Find every line in the items below that contains the string "path", and copy each such line in full.

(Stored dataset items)
** start **

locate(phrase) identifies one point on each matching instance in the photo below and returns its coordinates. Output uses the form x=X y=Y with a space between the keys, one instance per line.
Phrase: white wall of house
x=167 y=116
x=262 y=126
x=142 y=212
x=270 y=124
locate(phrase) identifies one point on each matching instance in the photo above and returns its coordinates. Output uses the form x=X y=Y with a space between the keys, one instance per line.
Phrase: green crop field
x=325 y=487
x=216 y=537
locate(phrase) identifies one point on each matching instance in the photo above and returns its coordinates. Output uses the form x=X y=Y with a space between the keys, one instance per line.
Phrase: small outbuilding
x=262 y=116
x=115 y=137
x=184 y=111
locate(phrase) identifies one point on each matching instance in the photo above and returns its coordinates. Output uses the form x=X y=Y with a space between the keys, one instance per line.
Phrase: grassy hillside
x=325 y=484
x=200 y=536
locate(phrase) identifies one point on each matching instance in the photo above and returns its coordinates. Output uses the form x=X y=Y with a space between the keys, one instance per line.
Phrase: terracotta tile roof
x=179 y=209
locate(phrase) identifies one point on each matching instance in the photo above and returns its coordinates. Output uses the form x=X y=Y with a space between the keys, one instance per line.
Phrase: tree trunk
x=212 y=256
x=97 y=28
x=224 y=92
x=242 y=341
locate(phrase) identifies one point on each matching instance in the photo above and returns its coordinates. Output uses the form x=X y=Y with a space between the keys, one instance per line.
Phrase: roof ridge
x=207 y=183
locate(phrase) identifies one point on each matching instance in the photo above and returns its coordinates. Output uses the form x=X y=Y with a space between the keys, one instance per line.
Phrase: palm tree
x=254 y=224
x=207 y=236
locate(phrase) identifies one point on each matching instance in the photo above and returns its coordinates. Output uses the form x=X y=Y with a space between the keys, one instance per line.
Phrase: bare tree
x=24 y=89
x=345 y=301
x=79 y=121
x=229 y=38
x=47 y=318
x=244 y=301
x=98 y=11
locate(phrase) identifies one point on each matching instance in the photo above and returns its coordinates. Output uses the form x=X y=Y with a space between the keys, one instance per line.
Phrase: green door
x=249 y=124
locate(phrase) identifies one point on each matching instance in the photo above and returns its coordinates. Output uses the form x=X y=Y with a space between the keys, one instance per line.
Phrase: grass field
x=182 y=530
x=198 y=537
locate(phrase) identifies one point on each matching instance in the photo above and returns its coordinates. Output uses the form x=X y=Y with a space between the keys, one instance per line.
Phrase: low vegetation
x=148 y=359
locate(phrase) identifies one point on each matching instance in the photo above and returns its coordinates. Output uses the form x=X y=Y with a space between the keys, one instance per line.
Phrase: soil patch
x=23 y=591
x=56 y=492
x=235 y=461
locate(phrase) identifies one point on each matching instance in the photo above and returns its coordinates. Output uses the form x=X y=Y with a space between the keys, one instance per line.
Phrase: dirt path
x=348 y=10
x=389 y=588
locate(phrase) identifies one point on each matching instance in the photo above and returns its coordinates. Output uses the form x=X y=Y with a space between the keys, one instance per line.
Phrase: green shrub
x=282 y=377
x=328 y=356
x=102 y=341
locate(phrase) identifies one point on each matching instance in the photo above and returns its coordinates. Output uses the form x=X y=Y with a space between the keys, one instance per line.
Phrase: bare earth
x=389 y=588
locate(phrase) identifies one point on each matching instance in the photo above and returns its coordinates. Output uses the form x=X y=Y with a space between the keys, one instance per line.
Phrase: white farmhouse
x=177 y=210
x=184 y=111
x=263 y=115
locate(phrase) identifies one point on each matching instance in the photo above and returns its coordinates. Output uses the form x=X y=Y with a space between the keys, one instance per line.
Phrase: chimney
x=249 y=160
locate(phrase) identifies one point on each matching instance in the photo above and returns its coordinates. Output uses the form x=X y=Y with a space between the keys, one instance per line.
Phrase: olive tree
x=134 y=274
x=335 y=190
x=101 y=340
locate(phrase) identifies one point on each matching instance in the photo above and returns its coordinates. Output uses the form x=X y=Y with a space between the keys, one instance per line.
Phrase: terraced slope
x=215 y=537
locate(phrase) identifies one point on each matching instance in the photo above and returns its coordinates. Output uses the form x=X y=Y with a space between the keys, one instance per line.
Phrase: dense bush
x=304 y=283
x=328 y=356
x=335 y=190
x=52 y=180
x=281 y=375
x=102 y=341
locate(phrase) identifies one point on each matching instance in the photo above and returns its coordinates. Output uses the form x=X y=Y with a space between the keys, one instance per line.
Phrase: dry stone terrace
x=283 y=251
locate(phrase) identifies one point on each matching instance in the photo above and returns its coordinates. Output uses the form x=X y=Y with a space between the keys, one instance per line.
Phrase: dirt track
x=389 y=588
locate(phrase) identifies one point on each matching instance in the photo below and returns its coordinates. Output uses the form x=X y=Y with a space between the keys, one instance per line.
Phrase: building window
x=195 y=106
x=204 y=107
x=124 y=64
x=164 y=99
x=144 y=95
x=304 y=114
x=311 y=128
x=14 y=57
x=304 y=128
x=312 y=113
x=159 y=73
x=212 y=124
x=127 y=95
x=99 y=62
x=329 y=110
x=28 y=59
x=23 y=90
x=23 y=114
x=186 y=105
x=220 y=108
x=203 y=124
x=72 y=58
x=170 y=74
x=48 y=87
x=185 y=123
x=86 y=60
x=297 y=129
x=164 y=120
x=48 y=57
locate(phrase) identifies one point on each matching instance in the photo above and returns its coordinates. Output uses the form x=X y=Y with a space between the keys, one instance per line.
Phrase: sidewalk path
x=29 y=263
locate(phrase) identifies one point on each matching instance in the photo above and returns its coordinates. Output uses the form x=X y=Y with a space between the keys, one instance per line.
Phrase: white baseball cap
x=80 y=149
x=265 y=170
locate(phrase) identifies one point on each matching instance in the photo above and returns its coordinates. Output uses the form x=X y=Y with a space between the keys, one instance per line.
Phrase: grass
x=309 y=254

** end **

_Answer to the exercise_:
Phrase: dirt path
Phrase: sidewalk path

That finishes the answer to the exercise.